I'm torn. Unless I am mistaken, the Traeger grill is electric with pellets. I kind of like the idea of tending the charcoal/wood heat source. Is an electric pellet smoker cheating? I care more about flavor than ease of use for the most part. But at the same time, if I have to smoke something for 16 hrs, is it the way to go? Is $900 too much to spend on my first smoker? I like quality in my life, and do not mind buying it, if it's really worth it. I like the look of it, more than a bullet, thats for sure. 

Please Help Me Pick My First Smoker!!

Thanks from someone who dreams about smoking his own meat in his own smoker!

Brian


----------



## jbgates (Mar 25, 2015)

I'm a 





BDubs said:


> Hi Everyone!
> 
> This is the first forum I have ever joined, so please forgive me in advance.
> 
> ...


newbie too.  Take your time to decide on a smoker. Look on the net to see what different builders offer. You seem to be  looking at a vertical smoker. Lots of em out there. Electric, gas, charcoal, wood , and pellet burners. a good named insulated one would be needed in CO. Check out the different builders of smokers on the net. Look for quality and features. If you go cheap and small, you'll wish you didn't later. 
For my first smoker I decided on a offset pipe smoker. I can grill or smoke with this one. Fire box has grilling grate for that. Also I ordered a charcoal grate for the main chamber for large grilling occasions. I went with lonestargrillz.com   Almost went with Academy Sports. Glad I didn't. Went custom built. I will be much  happier with one I don't have to modify to use. So do good research before you pull the trigger. I spent more than I thought I would. But I have something that will last and has resale value if I'd want to sell later. I'm sure my son would want I after I'm gone. 
Good luck and have fun smoking. 
Jim 





BDubs said:


> Hi Everyone!
> 
> This is the first forum I have ever joined, so please forgive me in advance.
> 
> ...


----------



## boardpuller (Mar 25, 2015)

━━━

> _CHALLENGE 1_:
Answer these about the smoker forum thread, one line each:
(a) What amount does Brian wonder might be too much for a first smoker?
(b) What type of smoker did Jim pick as his first?
(c) Which website did Jim go with?
> _CHALLENGE 2_: Please print the part of the smoker forum thread that opens with the words containing "I'm torn. Unless" and closes with "My First Smoker!!".

━━━

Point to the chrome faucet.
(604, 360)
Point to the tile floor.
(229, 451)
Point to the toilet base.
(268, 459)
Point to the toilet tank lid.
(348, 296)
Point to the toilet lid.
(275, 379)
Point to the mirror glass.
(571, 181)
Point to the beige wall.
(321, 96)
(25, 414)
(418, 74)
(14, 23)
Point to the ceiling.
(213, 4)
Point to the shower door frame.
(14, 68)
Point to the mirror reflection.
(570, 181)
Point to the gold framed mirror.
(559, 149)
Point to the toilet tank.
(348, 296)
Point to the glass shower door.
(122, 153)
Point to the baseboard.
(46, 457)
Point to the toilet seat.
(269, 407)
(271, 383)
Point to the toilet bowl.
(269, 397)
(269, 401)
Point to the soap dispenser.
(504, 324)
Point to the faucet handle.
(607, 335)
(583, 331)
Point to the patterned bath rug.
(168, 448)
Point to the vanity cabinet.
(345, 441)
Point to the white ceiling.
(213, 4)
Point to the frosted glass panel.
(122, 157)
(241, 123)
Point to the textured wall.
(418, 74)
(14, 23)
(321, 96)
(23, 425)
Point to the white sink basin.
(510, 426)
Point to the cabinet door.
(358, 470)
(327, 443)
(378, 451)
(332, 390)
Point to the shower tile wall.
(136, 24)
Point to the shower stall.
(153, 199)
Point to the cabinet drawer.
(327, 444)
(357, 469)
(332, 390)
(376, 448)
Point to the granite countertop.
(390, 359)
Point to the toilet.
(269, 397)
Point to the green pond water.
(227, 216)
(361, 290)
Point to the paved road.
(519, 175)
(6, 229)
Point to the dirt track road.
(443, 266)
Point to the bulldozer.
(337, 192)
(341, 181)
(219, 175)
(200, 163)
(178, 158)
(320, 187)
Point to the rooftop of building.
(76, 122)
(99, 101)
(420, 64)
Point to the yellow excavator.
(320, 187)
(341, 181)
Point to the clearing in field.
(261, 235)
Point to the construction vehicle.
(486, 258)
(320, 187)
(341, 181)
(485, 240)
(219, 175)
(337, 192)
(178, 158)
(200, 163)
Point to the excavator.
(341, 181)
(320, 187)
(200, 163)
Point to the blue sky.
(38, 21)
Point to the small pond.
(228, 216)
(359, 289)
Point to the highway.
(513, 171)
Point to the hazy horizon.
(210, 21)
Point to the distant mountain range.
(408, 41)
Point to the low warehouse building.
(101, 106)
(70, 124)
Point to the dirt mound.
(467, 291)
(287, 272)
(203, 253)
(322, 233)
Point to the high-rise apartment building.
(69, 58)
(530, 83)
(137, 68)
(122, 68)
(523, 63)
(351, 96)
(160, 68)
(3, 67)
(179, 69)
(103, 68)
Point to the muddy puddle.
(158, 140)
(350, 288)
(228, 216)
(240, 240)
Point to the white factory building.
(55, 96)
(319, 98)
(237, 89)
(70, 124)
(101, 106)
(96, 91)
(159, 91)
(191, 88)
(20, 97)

━━━

> _EXERCISE SOLUTION 1_:
(a) $900
(b) An offset pipe smoker
(c) lonestargrillz.com

> _EXERCISE SOLUTION 2_:
I'm torn. Unless I am mistaken, the Traeger grill is electric with pellets. I kind of like the idea of tending the charcoal/wood heat source. Is an electric pellet smoker cheating? I care more about flavor than ease of use for the most part. But at the same time, if I have to smoke something for 16 hrs, is it the way to go? Is $900 too much to spend on my first smoker? I like quality in my life, and do not mind buying it, if it's really worth it. I like the look of it, more than a bullet, thats for sure. 

Please Help Me Pick My First Smoker!!